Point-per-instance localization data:
______

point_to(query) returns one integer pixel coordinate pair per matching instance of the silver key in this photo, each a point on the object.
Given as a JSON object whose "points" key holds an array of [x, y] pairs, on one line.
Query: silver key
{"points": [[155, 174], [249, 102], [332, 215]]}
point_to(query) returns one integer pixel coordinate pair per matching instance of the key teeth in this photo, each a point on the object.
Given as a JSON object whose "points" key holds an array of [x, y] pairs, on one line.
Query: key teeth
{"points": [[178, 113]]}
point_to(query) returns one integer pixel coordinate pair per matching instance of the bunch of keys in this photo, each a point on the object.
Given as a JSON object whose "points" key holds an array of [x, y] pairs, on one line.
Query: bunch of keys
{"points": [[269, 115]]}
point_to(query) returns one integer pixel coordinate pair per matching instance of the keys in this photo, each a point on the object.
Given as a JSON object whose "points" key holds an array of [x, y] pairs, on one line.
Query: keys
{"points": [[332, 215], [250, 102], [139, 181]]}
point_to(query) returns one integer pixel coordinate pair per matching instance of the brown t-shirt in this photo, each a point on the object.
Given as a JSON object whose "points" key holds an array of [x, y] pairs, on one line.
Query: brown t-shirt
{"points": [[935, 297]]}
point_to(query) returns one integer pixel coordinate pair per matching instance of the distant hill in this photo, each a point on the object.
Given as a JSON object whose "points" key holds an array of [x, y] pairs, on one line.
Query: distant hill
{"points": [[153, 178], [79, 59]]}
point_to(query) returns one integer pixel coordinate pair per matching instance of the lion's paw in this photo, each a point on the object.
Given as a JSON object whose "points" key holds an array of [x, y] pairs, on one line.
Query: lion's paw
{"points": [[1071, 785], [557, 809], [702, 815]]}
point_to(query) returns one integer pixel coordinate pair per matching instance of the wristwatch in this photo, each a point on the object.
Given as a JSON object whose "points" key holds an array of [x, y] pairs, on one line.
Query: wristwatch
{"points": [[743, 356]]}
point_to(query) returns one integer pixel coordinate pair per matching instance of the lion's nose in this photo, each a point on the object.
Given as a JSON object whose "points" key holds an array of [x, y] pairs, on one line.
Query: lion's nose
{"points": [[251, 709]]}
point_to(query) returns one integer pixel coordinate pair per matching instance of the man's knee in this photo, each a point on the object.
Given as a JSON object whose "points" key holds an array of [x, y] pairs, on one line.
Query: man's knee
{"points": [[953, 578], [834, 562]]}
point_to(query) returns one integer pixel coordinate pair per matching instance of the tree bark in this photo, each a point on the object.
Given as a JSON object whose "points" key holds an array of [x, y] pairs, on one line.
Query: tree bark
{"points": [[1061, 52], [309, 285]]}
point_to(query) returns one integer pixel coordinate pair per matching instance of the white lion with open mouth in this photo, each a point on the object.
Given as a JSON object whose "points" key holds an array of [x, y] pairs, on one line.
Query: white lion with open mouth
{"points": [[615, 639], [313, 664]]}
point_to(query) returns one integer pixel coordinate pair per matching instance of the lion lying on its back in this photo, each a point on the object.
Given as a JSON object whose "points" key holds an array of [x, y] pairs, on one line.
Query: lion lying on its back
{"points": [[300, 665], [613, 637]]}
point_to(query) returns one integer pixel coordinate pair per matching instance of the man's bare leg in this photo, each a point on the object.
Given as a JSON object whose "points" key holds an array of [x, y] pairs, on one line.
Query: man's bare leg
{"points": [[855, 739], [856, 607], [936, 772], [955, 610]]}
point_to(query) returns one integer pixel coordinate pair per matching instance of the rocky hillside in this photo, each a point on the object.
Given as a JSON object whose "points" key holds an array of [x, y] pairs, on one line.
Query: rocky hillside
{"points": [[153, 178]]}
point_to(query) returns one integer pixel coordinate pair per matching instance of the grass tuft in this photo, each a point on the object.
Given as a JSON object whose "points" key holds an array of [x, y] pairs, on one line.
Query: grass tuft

______

TASK PROMPT:
The answer should consist of all lines from the records above that hold the word "grass".

RESPONSE AREA:
point_to(query) returns one integer pixel coordinate pair per matching instance of the grass tuft in this photo, each a point on the object.
Query: grass tuft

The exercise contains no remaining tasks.